§ **Prompt**
Reproduce word for word the lines of the listing from the first one through the one with "Highlight shih tzu dog.", omitting every picture.

§ **Records provided**
=== Begin Enclosure ===
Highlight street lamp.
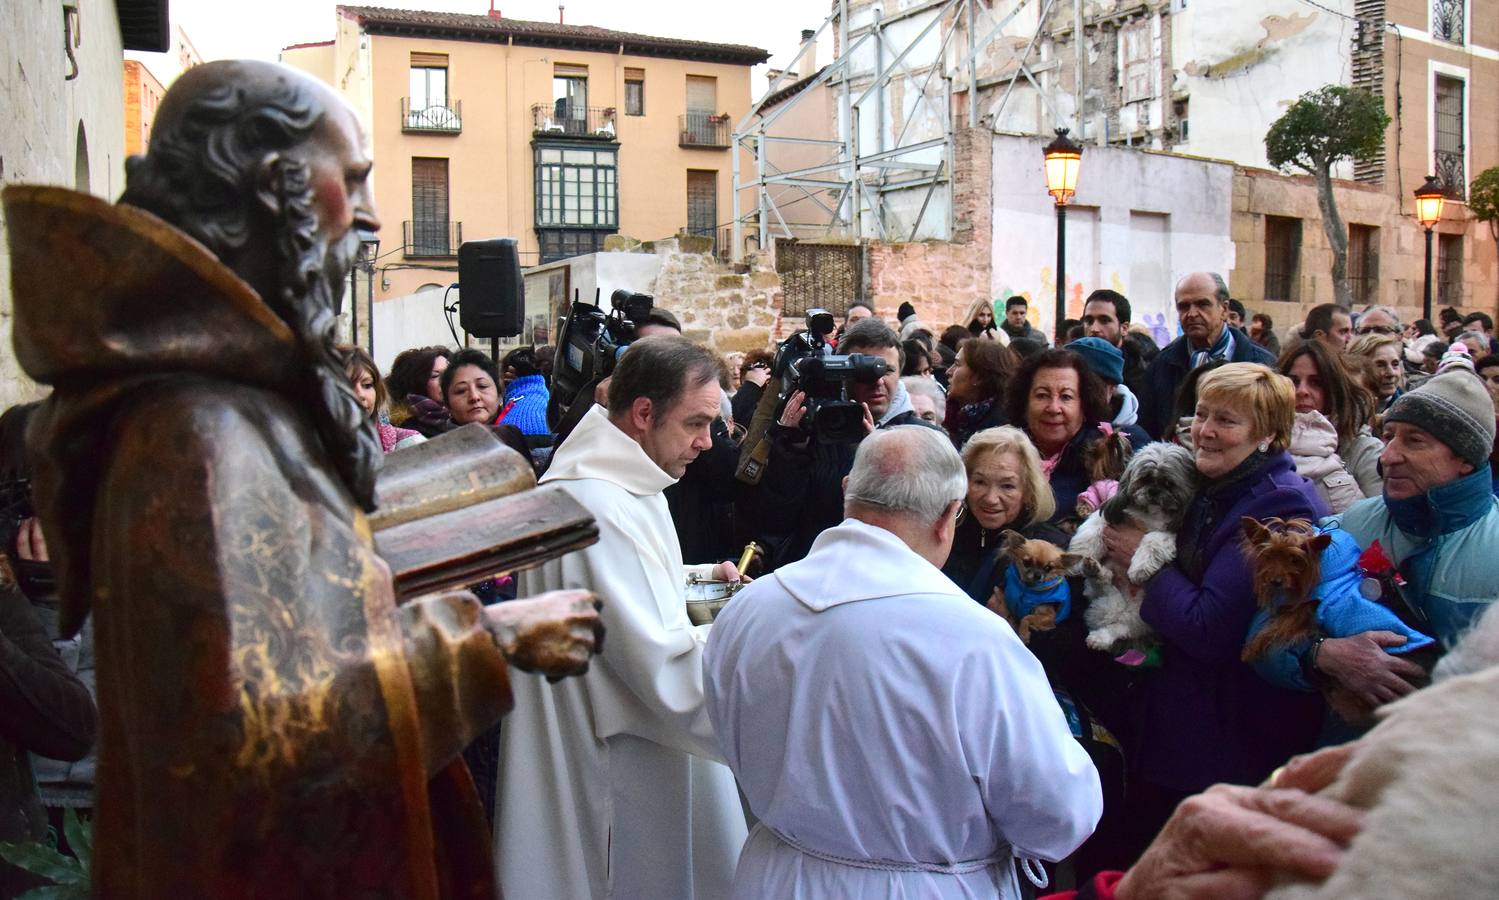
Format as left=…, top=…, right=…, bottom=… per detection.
left=1043, top=129, right=1083, bottom=343
left=1413, top=175, right=1445, bottom=323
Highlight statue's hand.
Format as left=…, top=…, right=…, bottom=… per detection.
left=486, top=590, right=604, bottom=680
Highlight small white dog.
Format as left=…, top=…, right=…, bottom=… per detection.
left=1070, top=442, right=1199, bottom=652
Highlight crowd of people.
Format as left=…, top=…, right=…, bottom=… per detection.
left=4, top=57, right=1499, bottom=899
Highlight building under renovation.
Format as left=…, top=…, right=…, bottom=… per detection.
left=734, top=0, right=1496, bottom=337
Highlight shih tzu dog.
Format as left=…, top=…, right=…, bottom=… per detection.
left=1070, top=442, right=1200, bottom=653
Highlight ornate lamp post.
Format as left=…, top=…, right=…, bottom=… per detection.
left=1043, top=129, right=1083, bottom=343
left=1413, top=175, right=1445, bottom=323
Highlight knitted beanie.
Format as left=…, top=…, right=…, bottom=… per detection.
left=897, top=301, right=917, bottom=323
left=1066, top=336, right=1124, bottom=385
left=1384, top=370, right=1497, bottom=468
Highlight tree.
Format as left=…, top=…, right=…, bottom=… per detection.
left=1470, top=166, right=1499, bottom=240
left=1264, top=85, right=1391, bottom=308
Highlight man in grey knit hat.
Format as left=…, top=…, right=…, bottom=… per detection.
left=1302, top=369, right=1499, bottom=723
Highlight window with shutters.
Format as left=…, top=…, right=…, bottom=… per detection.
left=1263, top=215, right=1301, bottom=302
left=535, top=144, right=618, bottom=263
left=681, top=76, right=719, bottom=146
left=1437, top=234, right=1463, bottom=306
left=686, top=170, right=717, bottom=248
left=405, top=54, right=460, bottom=132
left=1434, top=74, right=1465, bottom=199
left=407, top=157, right=455, bottom=257
left=1347, top=224, right=1379, bottom=305
left=624, top=68, right=645, bottom=116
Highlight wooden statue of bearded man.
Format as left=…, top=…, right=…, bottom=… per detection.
left=4, top=61, right=602, bottom=898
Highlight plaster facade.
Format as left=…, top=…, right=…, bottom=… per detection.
left=283, top=6, right=765, bottom=321
left=989, top=132, right=1235, bottom=340
left=1, top=0, right=128, bottom=408
left=122, top=60, right=164, bottom=155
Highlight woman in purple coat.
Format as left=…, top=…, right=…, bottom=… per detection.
left=1101, top=363, right=1327, bottom=855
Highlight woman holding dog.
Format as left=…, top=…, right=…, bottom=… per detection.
left=942, top=425, right=1068, bottom=602
left=1100, top=363, right=1327, bottom=856
left=1005, top=349, right=1148, bottom=526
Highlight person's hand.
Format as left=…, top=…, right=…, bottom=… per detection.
left=486, top=590, right=604, bottom=680
left=14, top=517, right=47, bottom=562
left=593, top=376, right=612, bottom=409
left=1316, top=632, right=1425, bottom=710
left=1115, top=784, right=1365, bottom=900
left=778, top=391, right=808, bottom=429
left=711, top=561, right=749, bottom=583
left=860, top=402, right=875, bottom=435
left=1101, top=521, right=1145, bottom=569
left=1268, top=743, right=1358, bottom=794
left=743, top=366, right=771, bottom=388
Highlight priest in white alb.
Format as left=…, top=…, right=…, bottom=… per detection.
left=494, top=336, right=747, bottom=899
left=705, top=425, right=1102, bottom=899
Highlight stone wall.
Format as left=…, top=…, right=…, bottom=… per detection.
left=637, top=234, right=783, bottom=354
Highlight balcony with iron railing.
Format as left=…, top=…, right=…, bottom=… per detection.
left=531, top=104, right=617, bottom=140
left=402, top=98, right=462, bottom=134
left=1435, top=149, right=1466, bottom=199
left=403, top=220, right=462, bottom=258
left=679, top=112, right=731, bottom=149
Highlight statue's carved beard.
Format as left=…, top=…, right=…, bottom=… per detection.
left=269, top=158, right=382, bottom=511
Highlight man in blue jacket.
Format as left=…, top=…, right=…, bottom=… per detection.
left=1139, top=272, right=1274, bottom=439
left=1313, top=370, right=1499, bottom=720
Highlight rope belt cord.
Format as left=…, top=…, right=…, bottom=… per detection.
left=761, top=823, right=1008, bottom=876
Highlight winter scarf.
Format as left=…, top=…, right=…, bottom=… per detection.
left=1189, top=325, right=1235, bottom=369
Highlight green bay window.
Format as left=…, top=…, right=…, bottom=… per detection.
left=535, top=144, right=618, bottom=262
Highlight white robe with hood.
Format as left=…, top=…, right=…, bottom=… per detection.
left=704, top=518, right=1101, bottom=899
left=494, top=405, right=747, bottom=900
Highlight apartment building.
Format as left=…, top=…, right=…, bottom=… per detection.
left=282, top=5, right=767, bottom=302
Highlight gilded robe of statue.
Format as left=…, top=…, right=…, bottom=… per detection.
left=6, top=185, right=510, bottom=898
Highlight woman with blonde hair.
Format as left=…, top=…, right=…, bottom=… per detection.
left=940, top=425, right=1063, bottom=604
left=1101, top=363, right=1327, bottom=854
left=963, top=298, right=1006, bottom=343
left=1346, top=331, right=1406, bottom=414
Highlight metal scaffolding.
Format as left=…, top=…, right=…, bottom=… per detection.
left=730, top=0, right=1068, bottom=261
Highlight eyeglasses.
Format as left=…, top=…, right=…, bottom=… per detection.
left=1356, top=325, right=1400, bottom=336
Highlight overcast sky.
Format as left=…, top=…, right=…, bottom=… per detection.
left=129, top=0, right=830, bottom=91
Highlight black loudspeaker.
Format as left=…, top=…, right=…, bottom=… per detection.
left=458, top=238, right=524, bottom=338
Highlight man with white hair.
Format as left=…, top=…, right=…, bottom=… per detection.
left=705, top=426, right=1101, bottom=899
left=901, top=374, right=946, bottom=427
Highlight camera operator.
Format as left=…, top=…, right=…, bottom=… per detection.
left=754, top=317, right=937, bottom=569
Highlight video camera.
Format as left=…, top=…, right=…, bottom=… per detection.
left=776, top=308, right=891, bottom=444
left=548, top=288, right=655, bottom=433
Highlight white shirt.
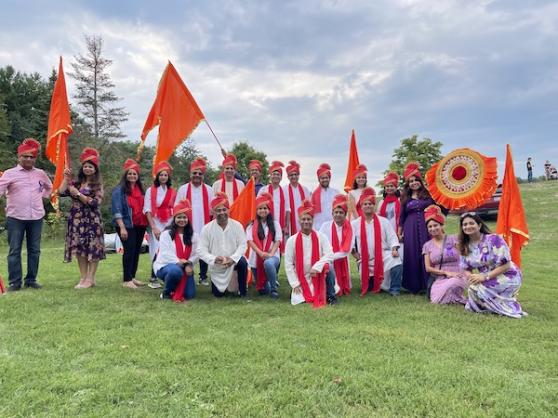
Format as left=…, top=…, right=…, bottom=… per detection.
left=283, top=183, right=311, bottom=235
left=376, top=198, right=399, bottom=234
left=198, top=218, right=248, bottom=292
left=176, top=182, right=214, bottom=234
left=312, top=186, right=340, bottom=231
left=318, top=220, right=351, bottom=261
left=143, top=185, right=174, bottom=259
left=153, top=230, right=199, bottom=275
left=284, top=231, right=334, bottom=305
left=258, top=184, right=286, bottom=226
left=212, top=178, right=245, bottom=205
left=245, top=220, right=282, bottom=268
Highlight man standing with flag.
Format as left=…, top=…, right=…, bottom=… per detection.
left=212, top=154, right=245, bottom=205
left=177, top=157, right=214, bottom=286
left=283, top=160, right=310, bottom=238
left=312, top=163, right=340, bottom=231
left=0, top=139, right=52, bottom=291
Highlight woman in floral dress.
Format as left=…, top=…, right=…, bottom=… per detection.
left=58, top=148, right=105, bottom=289
left=458, top=213, right=527, bottom=318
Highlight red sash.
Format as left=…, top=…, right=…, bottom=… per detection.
left=150, top=186, right=176, bottom=223
left=221, top=175, right=239, bottom=202
left=288, top=184, right=306, bottom=235
left=295, top=231, right=328, bottom=308
left=331, top=220, right=353, bottom=295
left=268, top=185, right=286, bottom=253
left=252, top=219, right=274, bottom=292
left=172, top=233, right=193, bottom=302
left=359, top=215, right=384, bottom=295
left=311, top=186, right=322, bottom=214
left=379, top=195, right=400, bottom=230
left=186, top=183, right=210, bottom=224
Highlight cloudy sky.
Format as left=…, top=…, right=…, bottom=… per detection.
left=1, top=0, right=557, bottom=188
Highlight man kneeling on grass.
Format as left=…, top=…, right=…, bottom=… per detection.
left=198, top=192, right=248, bottom=297
left=284, top=200, right=334, bottom=307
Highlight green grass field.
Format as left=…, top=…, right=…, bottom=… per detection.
left=1, top=182, right=557, bottom=417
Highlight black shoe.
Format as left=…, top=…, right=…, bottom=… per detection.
left=24, top=282, right=42, bottom=289
left=327, top=296, right=338, bottom=305
left=270, top=290, right=279, bottom=299
left=199, top=278, right=209, bottom=286
left=160, top=292, right=171, bottom=300
left=7, top=285, right=21, bottom=292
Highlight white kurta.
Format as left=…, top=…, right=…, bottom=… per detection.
left=312, top=186, right=340, bottom=231
left=258, top=185, right=286, bottom=226
left=245, top=220, right=282, bottom=268
left=376, top=199, right=398, bottom=234
left=283, top=183, right=311, bottom=235
left=153, top=230, right=199, bottom=275
left=212, top=178, right=245, bottom=205
left=198, top=219, right=247, bottom=292
left=319, top=220, right=351, bottom=291
left=143, top=185, right=174, bottom=261
left=351, top=215, right=401, bottom=289
left=176, top=182, right=214, bottom=234
left=348, top=188, right=364, bottom=220
left=284, top=231, right=334, bottom=305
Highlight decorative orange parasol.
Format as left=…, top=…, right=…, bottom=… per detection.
left=425, top=148, right=498, bottom=211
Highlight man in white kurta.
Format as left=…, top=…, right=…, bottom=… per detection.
left=283, top=160, right=311, bottom=237
left=311, top=163, right=340, bottom=231
left=258, top=161, right=288, bottom=243
left=212, top=153, right=244, bottom=205
left=351, top=187, right=402, bottom=296
left=284, top=200, right=334, bottom=306
left=198, top=192, right=248, bottom=297
left=176, top=157, right=214, bottom=285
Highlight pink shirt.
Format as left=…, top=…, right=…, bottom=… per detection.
left=0, top=165, right=52, bottom=220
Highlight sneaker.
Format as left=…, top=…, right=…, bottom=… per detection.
left=160, top=292, right=171, bottom=300
left=327, top=296, right=338, bottom=305
left=389, top=291, right=400, bottom=297
left=24, top=282, right=42, bottom=289
left=7, top=285, right=21, bottom=292
left=270, top=291, right=279, bottom=299
left=148, top=281, right=161, bottom=289
left=199, top=278, right=209, bottom=286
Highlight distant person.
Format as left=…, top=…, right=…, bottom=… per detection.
left=526, top=157, right=533, bottom=183
left=544, top=160, right=551, bottom=180
left=0, top=138, right=52, bottom=291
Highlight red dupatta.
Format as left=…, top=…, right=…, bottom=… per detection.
left=288, top=184, right=306, bottom=235
left=150, top=185, right=176, bottom=223
left=221, top=174, right=239, bottom=202
left=331, top=220, right=353, bottom=295
left=171, top=234, right=193, bottom=302
left=295, top=231, right=328, bottom=308
left=359, top=214, right=384, bottom=295
left=186, top=183, right=211, bottom=224
left=268, top=184, right=286, bottom=253
left=251, top=219, right=274, bottom=292
left=379, top=195, right=400, bottom=230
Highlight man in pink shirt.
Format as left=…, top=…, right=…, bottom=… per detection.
left=0, top=138, right=52, bottom=291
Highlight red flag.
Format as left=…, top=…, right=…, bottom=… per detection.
left=343, top=129, right=360, bottom=192
left=140, top=62, right=205, bottom=175
left=229, top=178, right=256, bottom=228
left=496, top=144, right=529, bottom=267
left=45, top=57, right=73, bottom=209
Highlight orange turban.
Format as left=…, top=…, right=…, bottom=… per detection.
left=332, top=194, right=348, bottom=213
left=17, top=138, right=41, bottom=157
left=383, top=171, right=399, bottom=187
left=404, top=162, right=421, bottom=180
left=256, top=192, right=273, bottom=209
left=211, top=192, right=230, bottom=210
left=173, top=199, right=192, bottom=217
left=222, top=154, right=238, bottom=168
left=286, top=160, right=300, bottom=175
left=316, top=163, right=331, bottom=179
left=123, top=158, right=140, bottom=173
left=268, top=160, right=284, bottom=174
left=297, top=199, right=314, bottom=218
left=248, top=160, right=263, bottom=171
left=190, top=157, right=207, bottom=174
left=80, top=147, right=99, bottom=166
left=358, top=187, right=376, bottom=206
left=154, top=160, right=173, bottom=177
left=353, top=164, right=367, bottom=177
left=424, top=204, right=445, bottom=225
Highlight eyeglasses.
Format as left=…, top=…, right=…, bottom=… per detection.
left=460, top=212, right=477, bottom=218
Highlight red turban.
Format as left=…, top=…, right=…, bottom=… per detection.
left=123, top=158, right=140, bottom=173
left=353, top=164, right=367, bottom=177
left=154, top=160, right=173, bottom=177
left=383, top=171, right=399, bottom=187
left=190, top=157, right=207, bottom=174
left=332, top=194, right=348, bottom=213
left=173, top=199, right=192, bottom=217
left=17, top=138, right=41, bottom=157
left=268, top=160, right=284, bottom=174
left=316, top=163, right=331, bottom=179
left=297, top=199, right=314, bottom=218
left=248, top=160, right=263, bottom=171
left=79, top=147, right=99, bottom=166
left=358, top=187, right=376, bottom=206
left=256, top=192, right=273, bottom=209
left=404, top=162, right=422, bottom=180
left=286, top=160, right=300, bottom=175
left=211, top=192, right=230, bottom=210
left=424, top=204, right=445, bottom=225
left=222, top=154, right=238, bottom=168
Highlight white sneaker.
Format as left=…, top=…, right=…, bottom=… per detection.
left=148, top=281, right=161, bottom=289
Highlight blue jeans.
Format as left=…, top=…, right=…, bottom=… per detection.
left=528, top=170, right=533, bottom=182
left=325, top=268, right=337, bottom=300
left=156, top=264, right=196, bottom=300
left=251, top=256, right=280, bottom=294
left=6, top=217, right=43, bottom=287
left=366, top=264, right=403, bottom=294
=== End Enclosure ===
§ **Result of this exercise**
Highlight street lamp.
Format as left=…, top=…, right=…, bottom=… per detection.
left=1043, top=129, right=1083, bottom=343
left=1413, top=175, right=1445, bottom=323
Highlight statue's hand.
Format as left=…, top=…, right=…, bottom=… per detection.
left=486, top=590, right=604, bottom=680
Highlight small white dog.
Format as left=…, top=…, right=…, bottom=… per detection.
left=1070, top=442, right=1199, bottom=652
Highlight crowd of people.
Format as left=…, top=…, right=…, bottom=… per detection.
left=4, top=57, right=1499, bottom=899
Highlight building under renovation.
Format as left=…, top=…, right=…, bottom=… per detection.
left=734, top=0, right=1496, bottom=337
Highlight shih tzu dog.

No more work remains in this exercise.